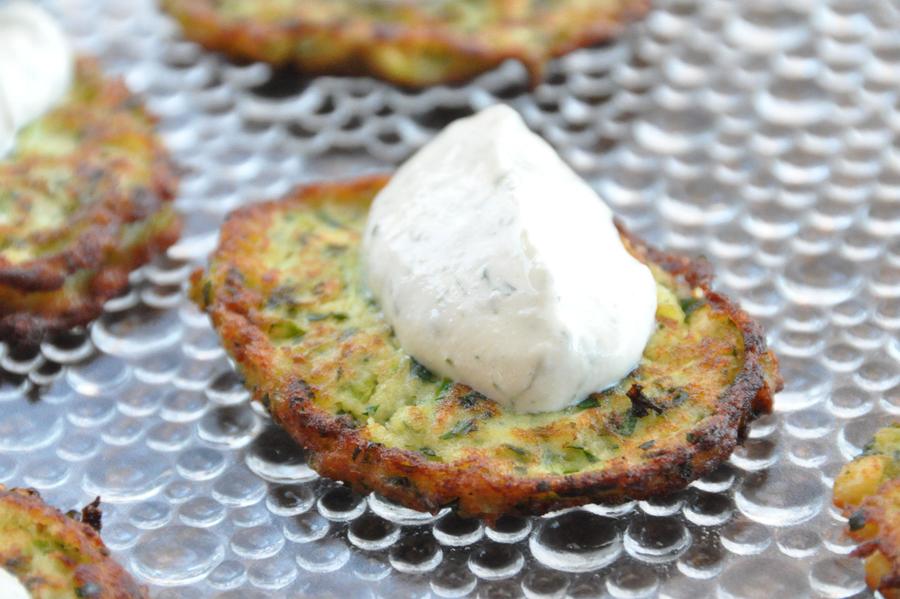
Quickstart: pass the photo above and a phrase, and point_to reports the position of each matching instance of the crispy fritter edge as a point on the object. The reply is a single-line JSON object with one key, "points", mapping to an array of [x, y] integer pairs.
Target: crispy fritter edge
{"points": [[248, 41], [28, 328], [878, 511], [49, 273], [338, 451], [111, 578]]}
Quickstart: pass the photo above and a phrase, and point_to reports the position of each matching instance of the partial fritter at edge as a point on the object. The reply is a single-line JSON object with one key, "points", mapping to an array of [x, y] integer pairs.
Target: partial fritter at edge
{"points": [[85, 198], [868, 491], [414, 44], [57, 555], [285, 295]]}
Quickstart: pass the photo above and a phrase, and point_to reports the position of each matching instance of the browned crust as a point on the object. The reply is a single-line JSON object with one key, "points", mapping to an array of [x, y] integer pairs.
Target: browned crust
{"points": [[466, 56], [472, 486], [97, 248], [95, 570], [883, 525], [28, 327]]}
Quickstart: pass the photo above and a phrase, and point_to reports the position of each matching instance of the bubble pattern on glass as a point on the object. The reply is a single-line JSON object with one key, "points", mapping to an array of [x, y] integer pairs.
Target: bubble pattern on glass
{"points": [[762, 135]]}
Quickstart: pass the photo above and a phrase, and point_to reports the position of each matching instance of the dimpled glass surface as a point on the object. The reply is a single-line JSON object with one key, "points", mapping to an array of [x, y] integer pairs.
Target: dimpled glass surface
{"points": [[763, 135]]}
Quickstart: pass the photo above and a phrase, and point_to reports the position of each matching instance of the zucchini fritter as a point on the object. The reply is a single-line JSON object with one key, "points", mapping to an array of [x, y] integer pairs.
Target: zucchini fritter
{"points": [[57, 556], [414, 43], [868, 491], [84, 199], [285, 292]]}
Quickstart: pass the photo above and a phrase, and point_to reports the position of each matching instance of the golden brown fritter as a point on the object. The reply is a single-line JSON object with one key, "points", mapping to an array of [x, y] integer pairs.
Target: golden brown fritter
{"points": [[57, 556], [868, 491], [84, 199], [413, 43], [284, 290]]}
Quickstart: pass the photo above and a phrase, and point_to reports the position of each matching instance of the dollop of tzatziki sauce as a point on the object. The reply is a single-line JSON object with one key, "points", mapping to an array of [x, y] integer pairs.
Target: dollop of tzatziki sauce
{"points": [[499, 267], [36, 67]]}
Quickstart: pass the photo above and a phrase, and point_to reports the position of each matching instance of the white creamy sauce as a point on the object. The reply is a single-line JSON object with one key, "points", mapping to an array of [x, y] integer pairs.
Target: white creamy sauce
{"points": [[36, 67], [11, 588], [500, 268]]}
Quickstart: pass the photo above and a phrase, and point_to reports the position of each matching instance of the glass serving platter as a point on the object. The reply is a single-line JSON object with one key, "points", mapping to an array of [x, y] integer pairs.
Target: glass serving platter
{"points": [[763, 135]]}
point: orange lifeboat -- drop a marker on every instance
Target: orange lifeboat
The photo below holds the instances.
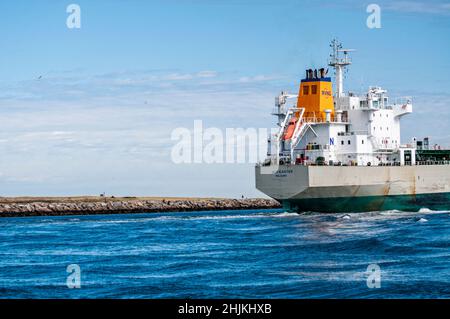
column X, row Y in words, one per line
column 290, row 129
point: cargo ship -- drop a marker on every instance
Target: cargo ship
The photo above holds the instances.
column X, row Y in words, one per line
column 341, row 152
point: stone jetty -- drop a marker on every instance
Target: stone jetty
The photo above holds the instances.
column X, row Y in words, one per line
column 61, row 206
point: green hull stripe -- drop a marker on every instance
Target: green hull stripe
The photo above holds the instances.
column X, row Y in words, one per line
column 438, row 201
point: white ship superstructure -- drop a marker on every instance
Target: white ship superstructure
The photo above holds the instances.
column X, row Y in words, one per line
column 322, row 132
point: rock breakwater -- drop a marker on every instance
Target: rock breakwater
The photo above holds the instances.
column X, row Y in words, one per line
column 20, row 207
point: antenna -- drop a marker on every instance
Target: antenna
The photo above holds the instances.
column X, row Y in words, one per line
column 339, row 63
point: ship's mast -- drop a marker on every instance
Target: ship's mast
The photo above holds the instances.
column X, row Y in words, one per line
column 339, row 63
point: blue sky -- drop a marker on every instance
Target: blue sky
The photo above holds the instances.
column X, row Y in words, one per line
column 101, row 116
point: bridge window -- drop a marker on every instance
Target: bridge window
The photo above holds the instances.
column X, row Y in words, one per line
column 306, row 90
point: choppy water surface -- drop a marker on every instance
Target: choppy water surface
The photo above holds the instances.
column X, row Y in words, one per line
column 227, row 254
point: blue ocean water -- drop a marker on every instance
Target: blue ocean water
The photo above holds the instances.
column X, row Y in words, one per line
column 227, row 254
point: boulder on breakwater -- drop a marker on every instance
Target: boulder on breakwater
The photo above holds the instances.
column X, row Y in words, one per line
column 61, row 206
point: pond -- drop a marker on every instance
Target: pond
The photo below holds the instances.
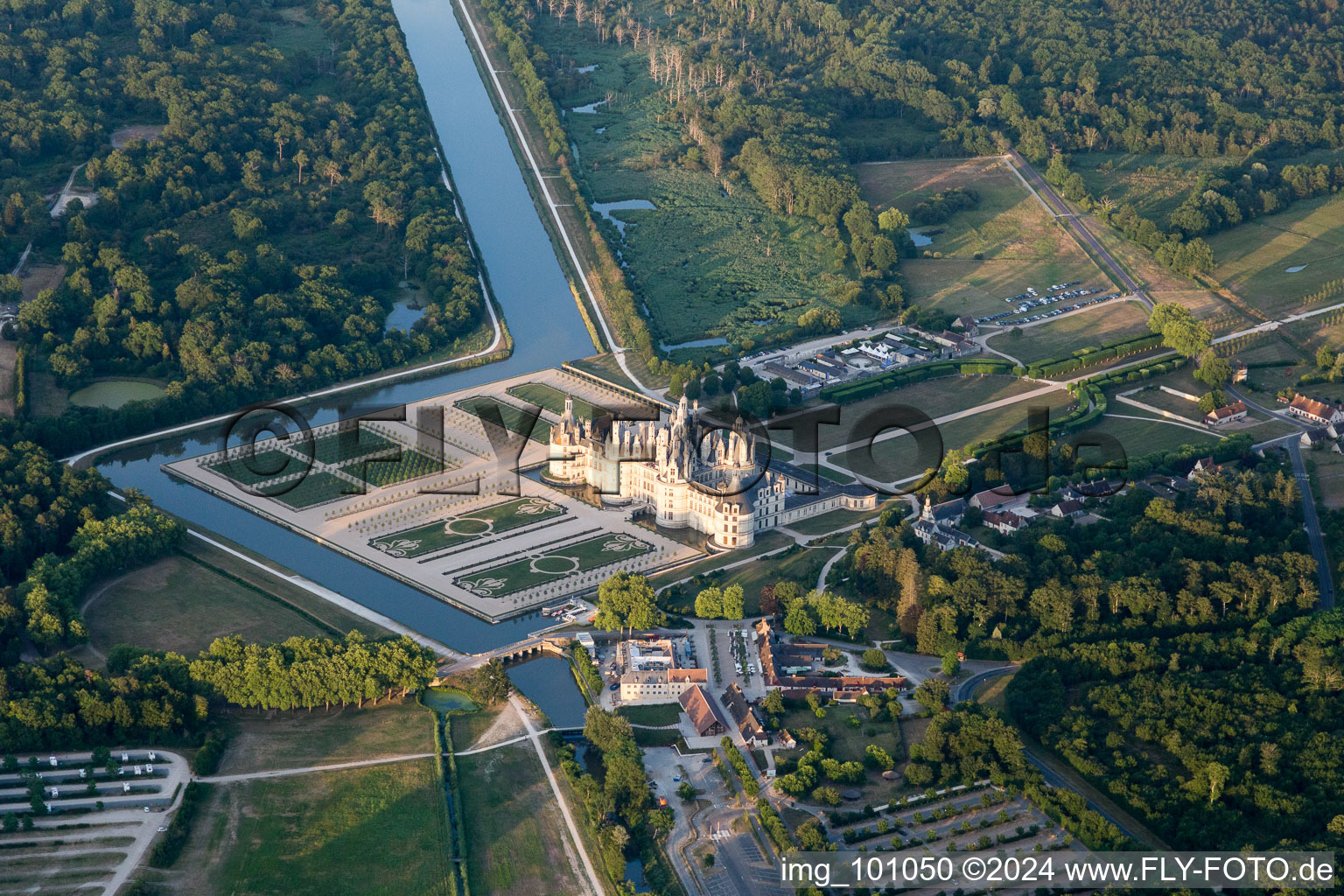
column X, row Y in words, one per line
column 403, row 315
column 115, row 394
column 608, row 210
column 529, row 286
column 549, row 682
column 694, row 343
column 444, row 700
column 589, row 109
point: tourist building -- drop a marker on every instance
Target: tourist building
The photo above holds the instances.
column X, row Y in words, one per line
column 690, row 476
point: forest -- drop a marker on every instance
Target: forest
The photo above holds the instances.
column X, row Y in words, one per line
column 255, row 246
column 1170, row 652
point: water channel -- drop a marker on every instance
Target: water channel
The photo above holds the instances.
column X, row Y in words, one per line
column 528, row 284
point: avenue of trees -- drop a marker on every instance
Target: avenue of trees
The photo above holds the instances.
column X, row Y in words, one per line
column 256, row 246
column 1230, row 550
column 303, row 673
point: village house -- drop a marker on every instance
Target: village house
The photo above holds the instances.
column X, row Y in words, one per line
column 1228, row 414
column 704, row 717
column 1313, row 411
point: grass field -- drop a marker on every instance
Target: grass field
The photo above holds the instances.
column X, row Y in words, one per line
column 898, row 457
column 935, row 398
column 847, row 743
column 1018, row 242
column 466, row 527
column 516, row 843
column 356, row 832
column 1253, row 260
column 321, row 738
column 553, row 566
column 1153, row 185
column 1109, row 323
column 260, row 468
column 704, row 261
column 512, row 418
column 347, row 444
column 180, row 605
column 553, row 399
column 409, row 465
column 1146, row 436
column 313, row 489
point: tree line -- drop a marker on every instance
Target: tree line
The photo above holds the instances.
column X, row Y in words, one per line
column 252, row 248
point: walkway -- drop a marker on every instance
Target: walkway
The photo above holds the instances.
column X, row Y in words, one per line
column 559, row 798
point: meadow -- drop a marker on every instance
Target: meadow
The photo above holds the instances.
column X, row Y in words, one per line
column 180, row 605
column 365, row 830
column 1109, row 323
column 516, row 843
column 998, row 248
column 553, row 566
column 709, row 260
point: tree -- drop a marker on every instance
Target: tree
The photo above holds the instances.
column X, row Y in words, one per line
column 933, row 693
column 1215, row 371
column 799, row 622
column 1179, row 328
column 732, row 607
column 950, row 664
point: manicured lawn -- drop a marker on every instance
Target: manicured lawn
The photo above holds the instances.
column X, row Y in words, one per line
column 553, row 566
column 466, row 527
column 1109, row 323
column 381, row 830
column 1253, row 260
column 182, row 606
column 935, row 398
column 347, row 444
column 515, row 833
column 657, row 713
column 260, row 468
column 900, row 457
column 802, row 566
column 410, row 465
column 313, row 489
column 1146, row 436
column 553, row 399
column 326, row 737
column 706, row 263
column 512, row 418
column 1018, row 242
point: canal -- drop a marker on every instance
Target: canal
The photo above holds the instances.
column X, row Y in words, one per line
column 528, row 285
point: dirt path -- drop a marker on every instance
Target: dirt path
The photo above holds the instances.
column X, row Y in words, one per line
column 305, row 770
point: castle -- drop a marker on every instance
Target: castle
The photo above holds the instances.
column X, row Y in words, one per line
column 691, row 477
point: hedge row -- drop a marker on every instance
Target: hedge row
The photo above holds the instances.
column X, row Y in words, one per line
column 1080, row 360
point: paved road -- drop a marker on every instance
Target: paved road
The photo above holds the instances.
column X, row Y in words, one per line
column 305, row 770
column 1060, row 210
column 1311, row 520
column 1312, row 524
column 965, row 690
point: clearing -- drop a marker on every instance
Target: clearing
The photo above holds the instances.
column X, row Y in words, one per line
column 1003, row 245
column 356, row 832
column 180, row 605
column 1253, row 260
column 515, row 833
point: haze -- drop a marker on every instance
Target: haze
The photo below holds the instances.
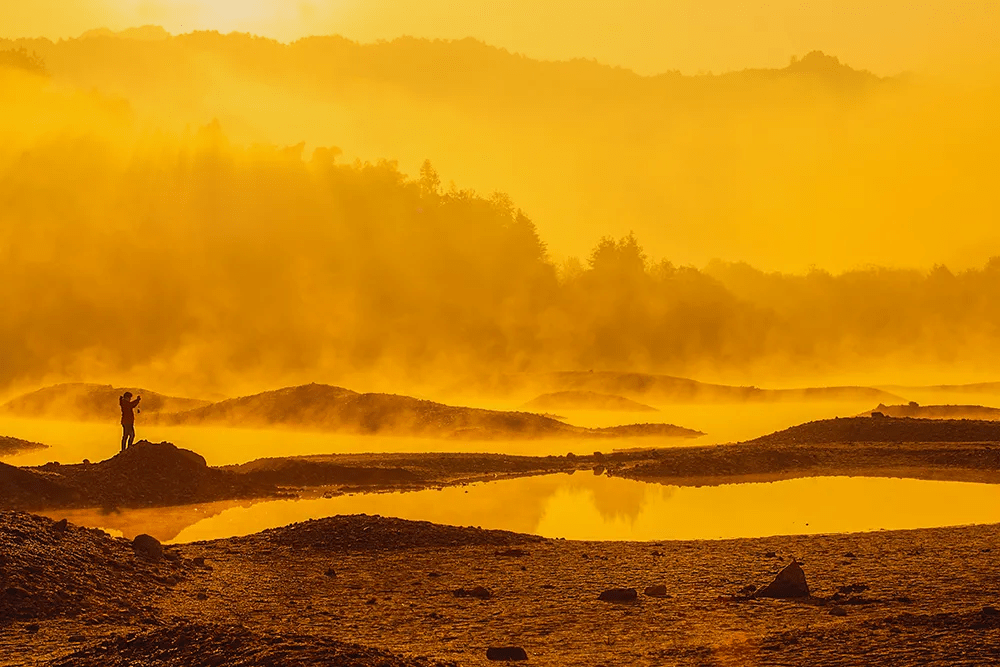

+--

Task to complete: In the listing, switch "browned crust" to "charred crust" from the line with "of the browned" to the line with "Target: browned crust". Give back only those lines, with everything else left as it is.

Output for this task:
Quickstart: pass the photo above and a phrase, and point_to reports the position of each matching instance of the charred crust as a point on the object. The reply is a single-line JSON object with one key, "points", mapping to an array of [x, y] integer pairs.
Target: charred crust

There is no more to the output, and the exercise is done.